* [Task to carry out]: Within the records, say how many lines include the word "below"; the answer should be the number and no more.

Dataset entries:
= = = = =

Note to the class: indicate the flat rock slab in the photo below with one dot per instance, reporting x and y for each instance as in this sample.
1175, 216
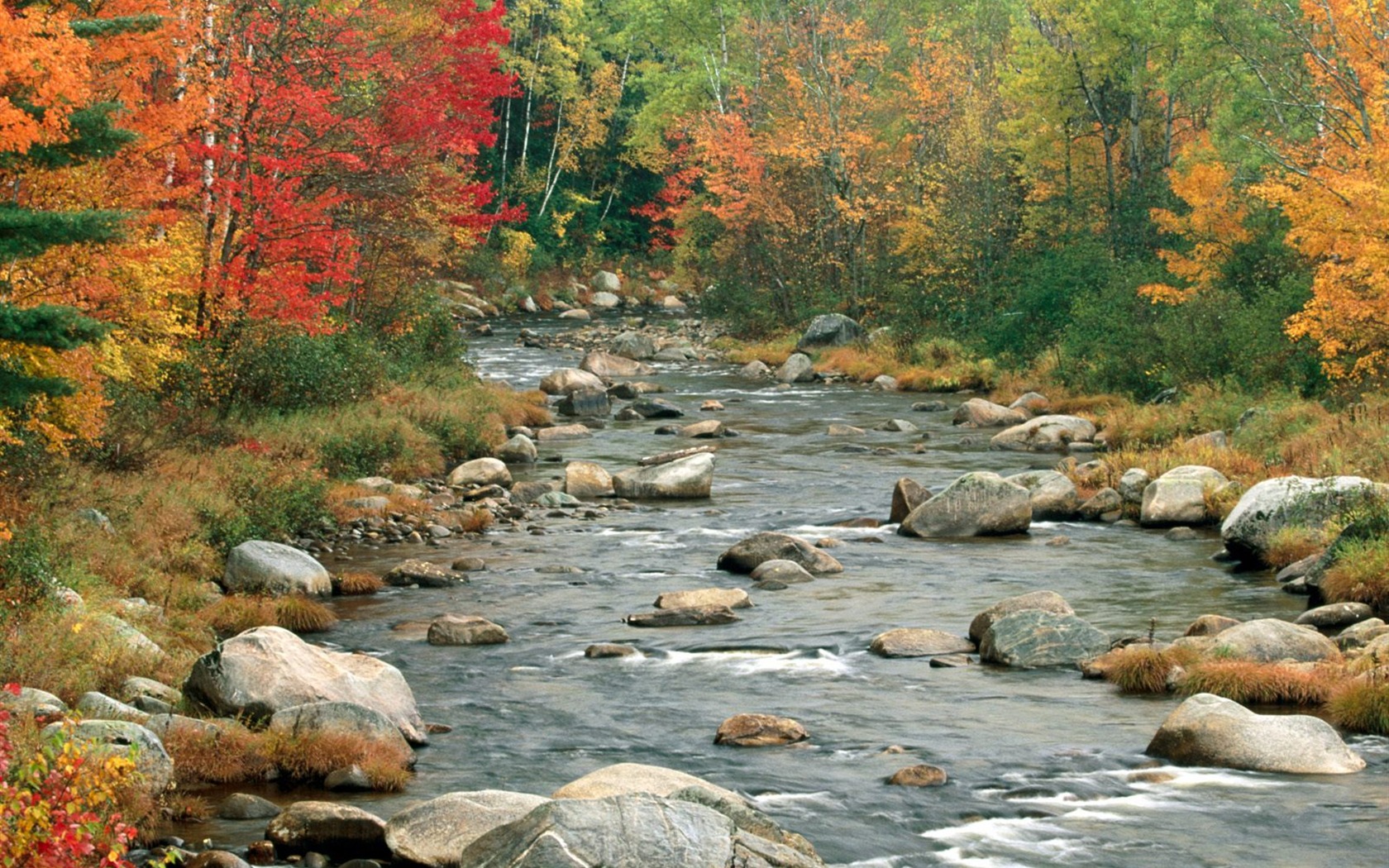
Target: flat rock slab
914, 642
760, 731
1035, 637
1209, 729
699, 616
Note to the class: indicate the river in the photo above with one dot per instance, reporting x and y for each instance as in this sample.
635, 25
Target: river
1041, 763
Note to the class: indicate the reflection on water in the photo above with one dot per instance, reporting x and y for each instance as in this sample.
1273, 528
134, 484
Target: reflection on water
1041, 763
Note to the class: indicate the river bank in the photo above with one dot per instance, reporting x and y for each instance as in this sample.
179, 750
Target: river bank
533, 713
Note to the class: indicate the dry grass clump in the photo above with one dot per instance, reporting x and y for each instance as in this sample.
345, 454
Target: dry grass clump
303, 616
1263, 684
1141, 668
357, 584
1360, 574
1362, 704
1291, 543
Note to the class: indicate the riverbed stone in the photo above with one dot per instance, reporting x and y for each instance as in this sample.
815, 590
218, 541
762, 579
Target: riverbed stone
978, 413
906, 496
424, 574
625, 778
586, 479
604, 365
1335, 616
829, 331
976, 504
1178, 496
1288, 502
694, 616
260, 671
261, 567
915, 642
733, 598
339, 831
1274, 641
1209, 729
570, 379
1045, 434
798, 369
760, 731
1033, 637
684, 478
518, 451
465, 629
780, 571
1052, 494
434, 833
768, 546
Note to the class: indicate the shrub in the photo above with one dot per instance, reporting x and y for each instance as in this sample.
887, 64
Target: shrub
60, 807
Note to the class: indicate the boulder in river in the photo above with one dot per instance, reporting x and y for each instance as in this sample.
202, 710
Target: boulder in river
1178, 496
915, 642
978, 413
1045, 434
749, 553
1284, 502
906, 496
1033, 637
339, 831
1272, 641
267, 668
481, 473
684, 478
609, 365
829, 331
798, 369
759, 731
434, 833
1209, 729
976, 504
261, 567
586, 479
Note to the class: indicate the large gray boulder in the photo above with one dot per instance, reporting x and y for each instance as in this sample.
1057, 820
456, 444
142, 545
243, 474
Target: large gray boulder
435, 832
976, 504
978, 413
637, 831
1288, 502
1045, 600
1272, 641
102, 739
1053, 494
1037, 637
269, 668
260, 567
570, 379
1045, 434
635, 346
1209, 729
1178, 496
829, 331
334, 829
796, 370
602, 363
684, 478
749, 553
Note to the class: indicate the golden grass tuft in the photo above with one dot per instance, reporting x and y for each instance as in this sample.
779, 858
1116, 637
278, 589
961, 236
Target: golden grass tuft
1289, 545
359, 584
303, 616
1360, 574
1362, 704
1141, 668
1263, 684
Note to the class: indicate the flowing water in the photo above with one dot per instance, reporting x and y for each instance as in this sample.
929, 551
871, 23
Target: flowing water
1041, 763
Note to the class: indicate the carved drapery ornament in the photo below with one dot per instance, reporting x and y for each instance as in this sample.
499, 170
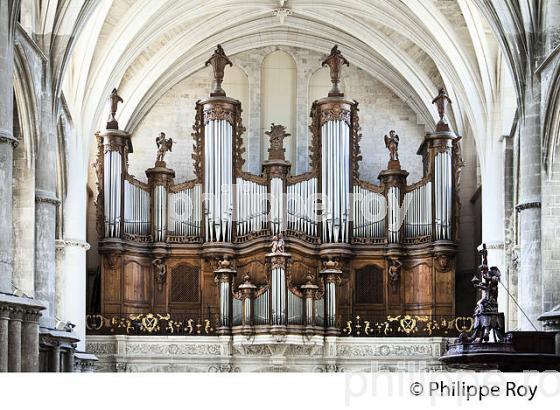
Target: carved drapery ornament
218, 112
335, 61
238, 148
336, 113
160, 273
394, 271
196, 155
276, 135
218, 61
115, 99
99, 170
355, 143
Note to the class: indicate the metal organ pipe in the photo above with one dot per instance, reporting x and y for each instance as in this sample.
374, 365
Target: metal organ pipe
443, 182
335, 180
218, 170
112, 185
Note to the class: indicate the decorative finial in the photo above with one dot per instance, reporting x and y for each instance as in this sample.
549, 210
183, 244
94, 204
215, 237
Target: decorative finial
335, 61
277, 134
164, 145
441, 102
224, 263
277, 243
115, 99
218, 61
282, 12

= = = = =

* [Solution]: 2